* TEXT PROVIDED *

I have a (mostly) working program to compare two wav files, to see if the smaller one is in the bigger one. This is done in java.

I do this by first making sure both wav files are in canonical wave format. I then get a byte array of data out of them using AudioInputStream. I take out data in chunks of a certain frame rate (such as right now: 4096 bytes). I take the first chunk of the smaller input, and go through chunks of the same size in the larger input.

I take these chunks and create double arrays with the same data. I get their FFT's and use a correlate function to find a peak in the resulting array of correlation coefficients. I then go to the next chunk of the smaller input, and see if a similar peak appears.

This works, the peaks are obvious when the files are the same, and most of the time the results are correct. I do not get false positives. I do, however, get false negatives.

This is because i'm not sure how to "Align" the data. The smaller file could come from any point in the larger file. Most of the time, this is caught via the chunking method I do this. But sometimes, it is as if the files are different, and no peak is found, though the files should return a high correlation.

If I take one of the files that are false negatives (no peak), and tweak them around a bit, snipping away at the end or beginning of them a few thousand bytes, and run the program again, it suddenly finds the peak and it is a very clear match. Thus, it does work, it is just somehow not finding the peak where the correlation is obvious. The correlation function I have translates the FFTs so that they match, so I would think that this would cover everything, but clearly I am not covering all of the data.

I'm not sure how to "align" the chunk of the smaller file to wherever it occurs in the larger file so that the correlate function picks up on where the correlation occurs. Everything works, I just need to eliminate the false negatives. Any advice?


Use a convolution filter to compare two waveforms. It will tell you if and where a match occurs. Fast algorithms to compute convolutions are available.

  • I believe this is the general idea of what i'm doing. I do know if and where the match is; it is easy to tell by the massive spike in correlation vals. I'm just not sure how to do this while chunking up the file. I cannot do the whole file, as they can get quite big, so I need to do it chunk by chunk, and this is missing some data. – user525869 Dec 1 '10 at 8:55
  • What about matching one chunk of the smaller file with every pair of adjacent chunks of the larger file (allowing overlap)? This should guarantee that you'll find a match, even if the smaller file's chunk crosses a chunk boundary in the larger file. Once you've found a single match, you can confirm that the remainder of the smaller file matches at that offset. – Marcelo Cantos Dec 1 '10 at 8:59

This is called a matched filter. Your implementation is suffering because of the chunking. Traditionally, you take the input as a continuous stream, extract a chunk starting at each sample, and do the correlation. So if your input is 10k samples long, you end up running the filter 10k times, each time taking 4k samples into the filter (in your example). However, this is slow. There are a couple of ways to speed things up:

  1. Use small chunks, like 256 points, to make the FFT computations faster. Your correlations probably won't look quite as nice, leading to more false positives, but maybe you can make a list of possible matches and go back and look with bigger chunks.

* EXTRACTED MATERIAL *
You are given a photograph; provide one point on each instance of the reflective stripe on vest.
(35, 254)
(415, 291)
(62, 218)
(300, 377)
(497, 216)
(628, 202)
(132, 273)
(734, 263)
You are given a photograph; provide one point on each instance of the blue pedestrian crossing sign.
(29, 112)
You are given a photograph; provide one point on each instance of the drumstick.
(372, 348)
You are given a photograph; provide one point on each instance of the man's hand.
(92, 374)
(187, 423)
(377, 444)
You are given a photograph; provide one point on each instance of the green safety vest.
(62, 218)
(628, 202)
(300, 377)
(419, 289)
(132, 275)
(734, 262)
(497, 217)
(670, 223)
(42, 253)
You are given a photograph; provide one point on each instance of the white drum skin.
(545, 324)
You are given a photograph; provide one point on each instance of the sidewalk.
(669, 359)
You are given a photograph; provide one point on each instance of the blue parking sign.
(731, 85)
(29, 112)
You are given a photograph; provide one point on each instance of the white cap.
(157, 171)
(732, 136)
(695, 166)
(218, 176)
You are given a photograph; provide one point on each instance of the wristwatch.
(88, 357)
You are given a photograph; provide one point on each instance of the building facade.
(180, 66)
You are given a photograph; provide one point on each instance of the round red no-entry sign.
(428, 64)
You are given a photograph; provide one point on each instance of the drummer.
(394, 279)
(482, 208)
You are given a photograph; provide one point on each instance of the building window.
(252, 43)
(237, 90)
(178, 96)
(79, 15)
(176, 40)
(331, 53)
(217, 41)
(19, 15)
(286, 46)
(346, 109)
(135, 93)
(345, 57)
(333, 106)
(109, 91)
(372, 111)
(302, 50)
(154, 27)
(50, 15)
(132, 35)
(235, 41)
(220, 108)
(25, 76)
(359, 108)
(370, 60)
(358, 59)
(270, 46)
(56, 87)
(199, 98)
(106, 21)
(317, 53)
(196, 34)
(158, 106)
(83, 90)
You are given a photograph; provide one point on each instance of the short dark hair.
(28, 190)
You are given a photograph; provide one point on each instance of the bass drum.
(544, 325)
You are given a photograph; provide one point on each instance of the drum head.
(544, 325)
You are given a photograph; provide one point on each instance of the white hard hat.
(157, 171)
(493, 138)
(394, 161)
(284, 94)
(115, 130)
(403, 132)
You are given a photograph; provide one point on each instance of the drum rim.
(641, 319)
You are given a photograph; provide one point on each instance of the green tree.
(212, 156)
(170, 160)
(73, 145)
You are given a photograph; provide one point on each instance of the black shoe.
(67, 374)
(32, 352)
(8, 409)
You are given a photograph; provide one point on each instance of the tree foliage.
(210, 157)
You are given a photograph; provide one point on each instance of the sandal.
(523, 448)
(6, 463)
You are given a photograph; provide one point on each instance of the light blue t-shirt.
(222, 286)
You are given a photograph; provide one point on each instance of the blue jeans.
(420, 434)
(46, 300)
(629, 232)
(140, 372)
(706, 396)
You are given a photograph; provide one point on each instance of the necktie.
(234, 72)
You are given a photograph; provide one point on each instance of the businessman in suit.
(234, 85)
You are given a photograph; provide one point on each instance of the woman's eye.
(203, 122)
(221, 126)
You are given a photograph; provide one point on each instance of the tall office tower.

* PROBLEM STATEMENT *
From the thread about finding one wav file inside another, list every amount written in digits and followed by a unit of bytes, samples or points.

* OUTPUT FOR THIS TASK *
4096 bytes
10k samples
4k samples
256 points